** What is being asked **
List each line in the items below that contains the string "gray". Case counts.

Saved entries
╭──
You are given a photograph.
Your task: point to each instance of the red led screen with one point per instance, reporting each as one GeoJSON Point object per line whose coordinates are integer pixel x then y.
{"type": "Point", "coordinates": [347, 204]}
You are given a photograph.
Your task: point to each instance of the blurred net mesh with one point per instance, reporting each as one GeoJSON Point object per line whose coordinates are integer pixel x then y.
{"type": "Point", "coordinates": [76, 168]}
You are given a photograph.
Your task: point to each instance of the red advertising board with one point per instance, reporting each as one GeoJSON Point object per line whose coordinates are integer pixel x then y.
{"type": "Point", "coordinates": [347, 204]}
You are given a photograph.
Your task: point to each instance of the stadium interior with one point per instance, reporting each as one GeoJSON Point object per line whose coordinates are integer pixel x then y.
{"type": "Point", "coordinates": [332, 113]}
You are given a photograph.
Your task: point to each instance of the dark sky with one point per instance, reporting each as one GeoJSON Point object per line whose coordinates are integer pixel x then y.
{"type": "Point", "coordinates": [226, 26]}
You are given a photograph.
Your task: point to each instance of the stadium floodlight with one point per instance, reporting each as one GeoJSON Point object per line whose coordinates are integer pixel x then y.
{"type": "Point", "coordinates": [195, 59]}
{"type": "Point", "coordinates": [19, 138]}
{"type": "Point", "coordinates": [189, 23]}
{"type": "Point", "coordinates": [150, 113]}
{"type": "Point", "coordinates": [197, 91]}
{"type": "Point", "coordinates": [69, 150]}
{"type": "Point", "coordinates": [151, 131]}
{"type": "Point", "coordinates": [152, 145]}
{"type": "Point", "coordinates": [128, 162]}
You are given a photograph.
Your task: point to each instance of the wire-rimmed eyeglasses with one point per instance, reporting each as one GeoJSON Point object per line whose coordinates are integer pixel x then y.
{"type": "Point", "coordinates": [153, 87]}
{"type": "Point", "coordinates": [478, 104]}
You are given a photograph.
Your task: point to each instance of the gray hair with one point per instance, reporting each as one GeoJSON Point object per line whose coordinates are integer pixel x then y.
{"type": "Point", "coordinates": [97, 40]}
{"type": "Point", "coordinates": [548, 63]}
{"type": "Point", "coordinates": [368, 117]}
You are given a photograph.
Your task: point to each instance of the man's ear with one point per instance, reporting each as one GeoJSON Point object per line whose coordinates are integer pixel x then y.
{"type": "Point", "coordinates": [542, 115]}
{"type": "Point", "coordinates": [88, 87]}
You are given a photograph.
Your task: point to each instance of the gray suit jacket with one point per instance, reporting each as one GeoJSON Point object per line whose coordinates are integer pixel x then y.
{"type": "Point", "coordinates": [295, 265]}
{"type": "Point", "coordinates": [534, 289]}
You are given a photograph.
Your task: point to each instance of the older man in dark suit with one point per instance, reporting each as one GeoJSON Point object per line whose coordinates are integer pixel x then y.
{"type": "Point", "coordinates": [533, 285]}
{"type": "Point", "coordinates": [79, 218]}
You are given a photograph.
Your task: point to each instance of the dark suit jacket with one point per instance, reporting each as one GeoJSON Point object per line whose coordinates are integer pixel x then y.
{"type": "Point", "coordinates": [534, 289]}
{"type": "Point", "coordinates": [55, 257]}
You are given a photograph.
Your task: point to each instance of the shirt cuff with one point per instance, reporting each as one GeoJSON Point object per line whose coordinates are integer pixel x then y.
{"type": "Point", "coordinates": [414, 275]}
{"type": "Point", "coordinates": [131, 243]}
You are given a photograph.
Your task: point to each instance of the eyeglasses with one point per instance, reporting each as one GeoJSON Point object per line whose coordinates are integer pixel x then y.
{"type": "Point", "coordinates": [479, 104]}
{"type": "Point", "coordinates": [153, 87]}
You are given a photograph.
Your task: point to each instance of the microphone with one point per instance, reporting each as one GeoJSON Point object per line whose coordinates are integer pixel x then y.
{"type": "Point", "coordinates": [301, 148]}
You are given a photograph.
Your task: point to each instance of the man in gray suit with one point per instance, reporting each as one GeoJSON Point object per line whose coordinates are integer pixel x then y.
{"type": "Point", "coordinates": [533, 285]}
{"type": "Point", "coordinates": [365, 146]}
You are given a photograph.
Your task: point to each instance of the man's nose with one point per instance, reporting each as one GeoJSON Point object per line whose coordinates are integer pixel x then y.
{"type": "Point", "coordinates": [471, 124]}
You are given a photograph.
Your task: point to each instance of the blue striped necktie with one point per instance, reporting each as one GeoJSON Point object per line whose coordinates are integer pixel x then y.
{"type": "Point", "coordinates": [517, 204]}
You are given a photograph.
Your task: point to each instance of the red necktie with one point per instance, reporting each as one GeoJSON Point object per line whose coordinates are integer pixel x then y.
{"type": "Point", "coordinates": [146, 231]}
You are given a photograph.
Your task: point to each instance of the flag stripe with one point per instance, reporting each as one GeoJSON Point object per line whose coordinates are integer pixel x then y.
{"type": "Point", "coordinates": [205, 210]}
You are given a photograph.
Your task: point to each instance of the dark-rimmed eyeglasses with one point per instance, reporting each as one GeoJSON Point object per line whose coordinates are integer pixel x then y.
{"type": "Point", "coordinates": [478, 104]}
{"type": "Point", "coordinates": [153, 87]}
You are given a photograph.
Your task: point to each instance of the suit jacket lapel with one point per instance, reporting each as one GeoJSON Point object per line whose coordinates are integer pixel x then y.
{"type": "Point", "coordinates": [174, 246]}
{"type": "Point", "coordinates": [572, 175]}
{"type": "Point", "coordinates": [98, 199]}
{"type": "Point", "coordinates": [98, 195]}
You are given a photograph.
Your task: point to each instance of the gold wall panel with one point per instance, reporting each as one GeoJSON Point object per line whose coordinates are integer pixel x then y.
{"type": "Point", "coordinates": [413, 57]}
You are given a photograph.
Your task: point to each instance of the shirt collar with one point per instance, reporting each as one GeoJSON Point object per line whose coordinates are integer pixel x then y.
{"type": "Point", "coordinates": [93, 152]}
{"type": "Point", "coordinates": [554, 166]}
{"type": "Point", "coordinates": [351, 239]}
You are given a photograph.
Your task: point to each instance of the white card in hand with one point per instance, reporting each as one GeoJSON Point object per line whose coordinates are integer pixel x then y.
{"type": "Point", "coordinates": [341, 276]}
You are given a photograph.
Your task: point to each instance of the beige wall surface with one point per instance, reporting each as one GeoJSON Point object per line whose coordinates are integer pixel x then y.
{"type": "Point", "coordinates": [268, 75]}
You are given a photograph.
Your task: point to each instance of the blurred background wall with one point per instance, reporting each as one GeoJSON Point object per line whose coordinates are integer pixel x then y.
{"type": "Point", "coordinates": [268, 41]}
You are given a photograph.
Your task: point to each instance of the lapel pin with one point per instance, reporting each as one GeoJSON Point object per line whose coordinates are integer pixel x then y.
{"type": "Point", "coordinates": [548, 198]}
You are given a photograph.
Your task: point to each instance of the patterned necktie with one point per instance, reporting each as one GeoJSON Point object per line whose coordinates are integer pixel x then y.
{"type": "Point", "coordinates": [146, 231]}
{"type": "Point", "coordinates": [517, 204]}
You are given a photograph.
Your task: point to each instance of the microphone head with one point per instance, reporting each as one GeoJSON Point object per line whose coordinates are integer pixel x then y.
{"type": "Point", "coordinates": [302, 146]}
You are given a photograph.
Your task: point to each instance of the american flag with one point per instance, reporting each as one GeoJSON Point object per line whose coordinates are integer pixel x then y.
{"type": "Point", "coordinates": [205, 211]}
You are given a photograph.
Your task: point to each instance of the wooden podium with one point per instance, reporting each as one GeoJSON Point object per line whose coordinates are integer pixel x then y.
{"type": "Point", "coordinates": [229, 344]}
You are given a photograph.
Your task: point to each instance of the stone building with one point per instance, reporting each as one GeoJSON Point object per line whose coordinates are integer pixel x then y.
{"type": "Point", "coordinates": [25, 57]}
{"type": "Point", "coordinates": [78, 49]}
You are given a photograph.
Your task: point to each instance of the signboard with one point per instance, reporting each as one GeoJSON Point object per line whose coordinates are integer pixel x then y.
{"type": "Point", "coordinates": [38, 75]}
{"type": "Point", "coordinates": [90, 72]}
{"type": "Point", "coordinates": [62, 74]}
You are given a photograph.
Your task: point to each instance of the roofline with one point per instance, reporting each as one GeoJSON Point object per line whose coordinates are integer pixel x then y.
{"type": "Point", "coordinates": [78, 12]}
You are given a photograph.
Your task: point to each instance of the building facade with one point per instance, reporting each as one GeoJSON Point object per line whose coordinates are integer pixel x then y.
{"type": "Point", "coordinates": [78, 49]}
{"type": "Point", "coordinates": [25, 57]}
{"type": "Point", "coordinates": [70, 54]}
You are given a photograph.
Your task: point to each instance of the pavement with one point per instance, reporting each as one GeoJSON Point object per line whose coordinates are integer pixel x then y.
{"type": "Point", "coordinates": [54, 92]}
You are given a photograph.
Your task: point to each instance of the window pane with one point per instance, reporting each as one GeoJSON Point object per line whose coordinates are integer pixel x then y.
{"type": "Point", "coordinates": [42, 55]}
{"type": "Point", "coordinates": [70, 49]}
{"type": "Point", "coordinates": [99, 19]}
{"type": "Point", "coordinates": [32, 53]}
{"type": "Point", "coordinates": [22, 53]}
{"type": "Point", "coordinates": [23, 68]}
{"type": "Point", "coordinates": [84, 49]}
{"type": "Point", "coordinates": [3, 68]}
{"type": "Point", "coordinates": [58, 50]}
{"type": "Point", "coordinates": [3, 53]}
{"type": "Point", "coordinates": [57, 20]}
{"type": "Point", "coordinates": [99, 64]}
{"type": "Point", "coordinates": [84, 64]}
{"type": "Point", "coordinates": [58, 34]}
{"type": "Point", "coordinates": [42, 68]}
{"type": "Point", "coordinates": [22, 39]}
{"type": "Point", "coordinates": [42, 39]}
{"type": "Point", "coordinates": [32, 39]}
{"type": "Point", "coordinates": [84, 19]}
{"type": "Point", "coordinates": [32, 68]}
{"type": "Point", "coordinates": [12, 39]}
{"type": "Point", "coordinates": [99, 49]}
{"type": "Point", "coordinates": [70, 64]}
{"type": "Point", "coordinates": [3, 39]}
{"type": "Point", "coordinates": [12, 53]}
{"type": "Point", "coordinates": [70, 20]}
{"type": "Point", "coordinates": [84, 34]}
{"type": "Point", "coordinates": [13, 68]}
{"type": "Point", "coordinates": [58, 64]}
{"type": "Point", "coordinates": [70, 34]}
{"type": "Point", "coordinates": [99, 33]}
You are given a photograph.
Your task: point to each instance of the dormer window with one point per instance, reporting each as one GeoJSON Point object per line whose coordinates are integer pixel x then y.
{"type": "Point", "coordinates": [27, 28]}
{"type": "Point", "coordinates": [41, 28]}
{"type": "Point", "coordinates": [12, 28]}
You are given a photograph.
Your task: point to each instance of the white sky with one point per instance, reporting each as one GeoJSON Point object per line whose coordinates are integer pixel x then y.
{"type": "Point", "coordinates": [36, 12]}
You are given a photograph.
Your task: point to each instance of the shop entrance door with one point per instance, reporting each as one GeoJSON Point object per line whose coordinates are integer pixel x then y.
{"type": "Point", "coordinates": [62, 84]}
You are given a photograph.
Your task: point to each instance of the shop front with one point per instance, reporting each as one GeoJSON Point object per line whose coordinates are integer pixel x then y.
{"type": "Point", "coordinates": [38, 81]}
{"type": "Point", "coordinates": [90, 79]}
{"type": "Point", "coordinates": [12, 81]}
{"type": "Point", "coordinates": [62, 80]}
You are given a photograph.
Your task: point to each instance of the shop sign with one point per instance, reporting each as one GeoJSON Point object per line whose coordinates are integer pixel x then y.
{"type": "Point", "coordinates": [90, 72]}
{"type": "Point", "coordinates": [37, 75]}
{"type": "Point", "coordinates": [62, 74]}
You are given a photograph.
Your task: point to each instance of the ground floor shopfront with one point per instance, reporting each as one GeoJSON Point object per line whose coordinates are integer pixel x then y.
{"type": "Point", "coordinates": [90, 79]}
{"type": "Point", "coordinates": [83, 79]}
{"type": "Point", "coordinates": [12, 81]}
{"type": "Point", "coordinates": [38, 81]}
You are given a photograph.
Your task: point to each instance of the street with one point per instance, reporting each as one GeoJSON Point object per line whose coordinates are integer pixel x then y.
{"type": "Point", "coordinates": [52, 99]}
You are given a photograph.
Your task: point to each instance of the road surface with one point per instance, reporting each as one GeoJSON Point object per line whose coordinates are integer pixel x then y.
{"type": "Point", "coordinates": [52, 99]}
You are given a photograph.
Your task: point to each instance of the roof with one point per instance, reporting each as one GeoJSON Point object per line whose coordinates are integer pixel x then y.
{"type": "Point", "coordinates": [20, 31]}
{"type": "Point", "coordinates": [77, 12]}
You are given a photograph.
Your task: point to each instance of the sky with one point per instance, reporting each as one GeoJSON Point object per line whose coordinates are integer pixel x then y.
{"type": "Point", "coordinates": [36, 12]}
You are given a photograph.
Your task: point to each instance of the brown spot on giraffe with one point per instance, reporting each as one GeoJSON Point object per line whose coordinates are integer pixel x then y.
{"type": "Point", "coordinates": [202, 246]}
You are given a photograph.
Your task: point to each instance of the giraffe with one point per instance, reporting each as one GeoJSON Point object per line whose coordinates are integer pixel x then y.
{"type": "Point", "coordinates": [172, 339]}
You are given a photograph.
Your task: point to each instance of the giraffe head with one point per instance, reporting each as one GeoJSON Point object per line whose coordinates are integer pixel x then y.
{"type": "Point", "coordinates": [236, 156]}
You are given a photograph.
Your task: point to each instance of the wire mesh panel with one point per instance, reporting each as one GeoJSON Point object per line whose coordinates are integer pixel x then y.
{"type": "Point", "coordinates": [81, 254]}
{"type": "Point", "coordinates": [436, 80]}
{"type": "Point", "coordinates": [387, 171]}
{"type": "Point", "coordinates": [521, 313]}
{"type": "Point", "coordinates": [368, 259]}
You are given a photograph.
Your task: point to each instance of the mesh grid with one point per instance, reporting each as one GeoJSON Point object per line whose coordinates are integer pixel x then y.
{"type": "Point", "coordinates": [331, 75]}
╰──
** Task response **
Your task: point to each instance of the gray hair with one point per instance, reporting each as one GeoJSON Point object per line whose coordinates are integer pixel x then y.
Your task: point to each instance of the gray suit jacket with one point per instance, reporting each as one GeoJSON Point object per line whose coordinates are integer pixel x then y.
Your task: point to each instance of the man in gray suit with one point per instance, reporting each as one GeoJSON Point object per line whose coordinates are integer pixel x then y.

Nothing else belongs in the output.